Work request: In the material below, the lines containing the word "instance" are required; copy each of them.

Data for this task:
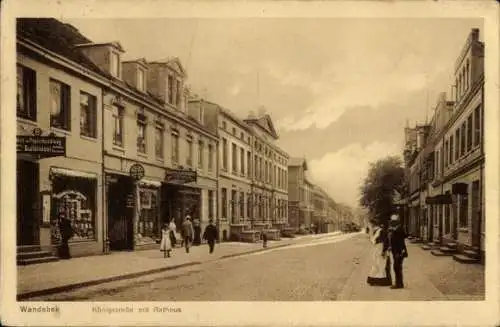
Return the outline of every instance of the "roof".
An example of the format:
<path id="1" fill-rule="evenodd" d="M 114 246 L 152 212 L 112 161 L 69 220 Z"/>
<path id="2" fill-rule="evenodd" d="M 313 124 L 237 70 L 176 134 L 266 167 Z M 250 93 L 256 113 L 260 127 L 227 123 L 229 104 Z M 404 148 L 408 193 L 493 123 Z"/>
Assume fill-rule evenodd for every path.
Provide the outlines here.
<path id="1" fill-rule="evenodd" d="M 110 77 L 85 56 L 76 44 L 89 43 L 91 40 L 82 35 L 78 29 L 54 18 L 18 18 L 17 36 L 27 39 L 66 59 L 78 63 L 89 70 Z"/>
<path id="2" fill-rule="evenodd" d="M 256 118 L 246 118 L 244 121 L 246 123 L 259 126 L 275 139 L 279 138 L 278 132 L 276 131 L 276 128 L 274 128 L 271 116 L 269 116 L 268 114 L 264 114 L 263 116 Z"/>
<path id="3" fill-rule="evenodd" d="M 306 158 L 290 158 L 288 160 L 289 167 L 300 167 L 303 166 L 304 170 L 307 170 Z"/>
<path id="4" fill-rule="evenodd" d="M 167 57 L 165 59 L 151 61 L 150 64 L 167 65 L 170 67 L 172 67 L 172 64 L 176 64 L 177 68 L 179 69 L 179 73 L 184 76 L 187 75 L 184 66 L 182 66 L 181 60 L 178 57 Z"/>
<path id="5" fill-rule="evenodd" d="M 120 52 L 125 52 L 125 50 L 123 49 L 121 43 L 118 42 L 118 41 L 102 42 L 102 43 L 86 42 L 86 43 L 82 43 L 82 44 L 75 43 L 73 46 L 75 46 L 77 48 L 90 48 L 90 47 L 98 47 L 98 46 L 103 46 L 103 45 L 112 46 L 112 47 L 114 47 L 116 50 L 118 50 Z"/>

...

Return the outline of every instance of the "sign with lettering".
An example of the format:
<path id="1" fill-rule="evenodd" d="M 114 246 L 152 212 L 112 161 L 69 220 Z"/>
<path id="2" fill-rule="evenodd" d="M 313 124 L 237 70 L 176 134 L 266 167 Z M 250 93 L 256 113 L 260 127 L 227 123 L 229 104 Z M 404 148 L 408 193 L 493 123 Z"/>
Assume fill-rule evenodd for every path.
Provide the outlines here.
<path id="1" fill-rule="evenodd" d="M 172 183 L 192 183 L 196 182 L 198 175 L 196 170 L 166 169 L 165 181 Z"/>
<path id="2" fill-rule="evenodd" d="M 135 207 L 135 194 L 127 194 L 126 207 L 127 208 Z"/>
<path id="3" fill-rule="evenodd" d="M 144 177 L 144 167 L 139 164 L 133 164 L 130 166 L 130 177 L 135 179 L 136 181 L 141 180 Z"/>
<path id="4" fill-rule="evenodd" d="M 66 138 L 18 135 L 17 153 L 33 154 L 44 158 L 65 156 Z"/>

---

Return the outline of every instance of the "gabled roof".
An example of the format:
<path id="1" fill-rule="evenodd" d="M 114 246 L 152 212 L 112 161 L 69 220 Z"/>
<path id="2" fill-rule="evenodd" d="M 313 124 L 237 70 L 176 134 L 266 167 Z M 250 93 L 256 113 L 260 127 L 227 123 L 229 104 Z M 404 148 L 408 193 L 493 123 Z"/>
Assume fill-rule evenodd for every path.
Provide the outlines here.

Exercise response:
Return the outline of every instance of the "roof".
Return the outline of every instance of the "sign with lettering".
Return the outline of every instance of the "gabled roof".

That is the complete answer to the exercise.